**What you will do**
Reproduce every line of the following records verbatim, changing nothing.

**Records for the task**
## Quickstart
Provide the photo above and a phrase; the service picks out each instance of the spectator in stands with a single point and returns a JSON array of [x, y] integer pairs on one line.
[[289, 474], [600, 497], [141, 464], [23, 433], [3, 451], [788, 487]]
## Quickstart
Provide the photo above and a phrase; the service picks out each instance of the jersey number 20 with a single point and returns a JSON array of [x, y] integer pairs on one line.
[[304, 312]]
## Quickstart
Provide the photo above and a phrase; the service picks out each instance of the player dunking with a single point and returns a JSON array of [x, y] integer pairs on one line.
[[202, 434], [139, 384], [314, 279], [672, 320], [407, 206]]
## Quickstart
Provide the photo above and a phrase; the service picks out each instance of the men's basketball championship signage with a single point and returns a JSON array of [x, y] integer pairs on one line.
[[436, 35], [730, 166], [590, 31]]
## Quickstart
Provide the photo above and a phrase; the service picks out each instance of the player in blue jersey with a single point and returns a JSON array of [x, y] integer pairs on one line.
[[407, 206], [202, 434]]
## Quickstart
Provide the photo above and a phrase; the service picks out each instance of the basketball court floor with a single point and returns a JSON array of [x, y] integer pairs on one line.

**Exercise solution**
## Quickstart
Provide the photo above and a phrase; the service picks out each instance of the spectator in stands with a single point and returns a JSON array of [x, y] integer pairs on one line.
[[289, 474], [600, 497], [141, 464], [23, 433], [3, 451], [788, 487]]
## Quickstart
Provide the photo above and a phrase; the service picks out each instance of the jersey number 20 with a single point and returns a JSON array of [x, y] integer pairs on one line.
[[304, 312]]
## Quickstart
Provide the photo above and a phrase; the service picks out each instance of the player dunking with a single point and returns a JSON array of [x, y] integer pairs on one line.
[[202, 434], [139, 384], [314, 279], [672, 320], [407, 206]]
## Quickstart
Provide the photo above and a phrase; the service picks out each instance of the men's basketball championship signage with a single point and returns a JSON array of [x, y] integer pairs on one line.
[[436, 35], [730, 166], [590, 31]]
## Quickstart
Provide the photo above and a phrase; the service picks out each instance of the player in blue jersey with a single point and returns a JSON array of [x, y] integer pairs on one line.
[[407, 206], [202, 434]]
## Quickstart
Provide the photo above and a phrase; the service picks out each instance of the basketball court floor with a single point and returns a JSON array of [x, y] integer pairs on one line.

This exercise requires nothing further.